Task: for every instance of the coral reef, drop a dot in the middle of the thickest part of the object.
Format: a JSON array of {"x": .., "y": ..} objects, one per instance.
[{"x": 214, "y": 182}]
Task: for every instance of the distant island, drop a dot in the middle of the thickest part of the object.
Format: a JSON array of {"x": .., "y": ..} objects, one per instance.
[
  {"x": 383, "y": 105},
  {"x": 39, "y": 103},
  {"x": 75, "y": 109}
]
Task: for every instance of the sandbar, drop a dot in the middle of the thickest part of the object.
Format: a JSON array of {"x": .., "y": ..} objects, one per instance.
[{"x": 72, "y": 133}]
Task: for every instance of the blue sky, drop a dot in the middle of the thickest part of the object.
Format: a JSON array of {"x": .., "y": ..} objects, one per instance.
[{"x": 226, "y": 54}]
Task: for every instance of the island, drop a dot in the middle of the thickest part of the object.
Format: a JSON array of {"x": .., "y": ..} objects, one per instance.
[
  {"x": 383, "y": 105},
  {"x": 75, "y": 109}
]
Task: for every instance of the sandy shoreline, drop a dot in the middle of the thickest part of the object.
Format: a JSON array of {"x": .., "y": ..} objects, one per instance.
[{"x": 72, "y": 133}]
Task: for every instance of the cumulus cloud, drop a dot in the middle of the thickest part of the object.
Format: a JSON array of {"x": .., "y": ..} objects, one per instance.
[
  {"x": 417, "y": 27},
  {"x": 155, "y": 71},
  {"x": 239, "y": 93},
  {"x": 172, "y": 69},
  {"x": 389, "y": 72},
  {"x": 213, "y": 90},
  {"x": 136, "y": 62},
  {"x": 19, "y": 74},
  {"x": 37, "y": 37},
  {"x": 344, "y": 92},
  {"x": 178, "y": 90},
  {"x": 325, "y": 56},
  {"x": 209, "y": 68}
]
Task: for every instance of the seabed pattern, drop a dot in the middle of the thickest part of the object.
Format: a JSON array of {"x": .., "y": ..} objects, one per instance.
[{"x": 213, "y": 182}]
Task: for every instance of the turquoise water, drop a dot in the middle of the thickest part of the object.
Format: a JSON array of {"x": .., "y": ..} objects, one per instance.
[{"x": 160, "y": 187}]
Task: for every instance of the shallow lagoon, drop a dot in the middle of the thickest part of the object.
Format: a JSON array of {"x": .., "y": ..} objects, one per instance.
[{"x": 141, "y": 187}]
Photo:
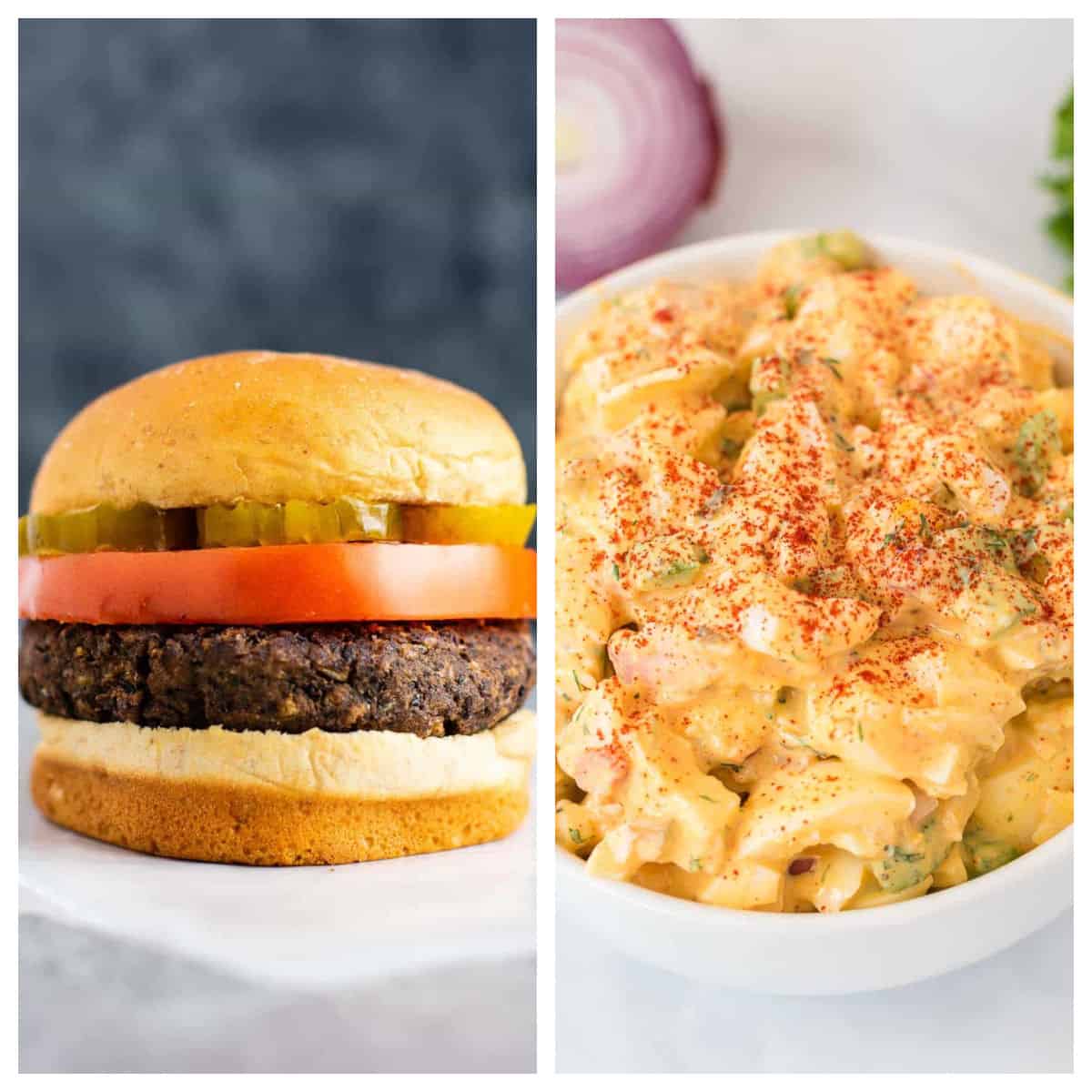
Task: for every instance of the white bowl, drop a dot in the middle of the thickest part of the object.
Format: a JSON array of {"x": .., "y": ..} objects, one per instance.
[{"x": 861, "y": 949}]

▶ **Task objective**: Scan the listing for "island" and copy out each line that has it.

▶ **Answer area**:
Task: for every instance of the distant island, drop a dot in the middle of the thickest part of the object.
Task: for every instance of the island, drop a dot in the middle of the thickest part of the object.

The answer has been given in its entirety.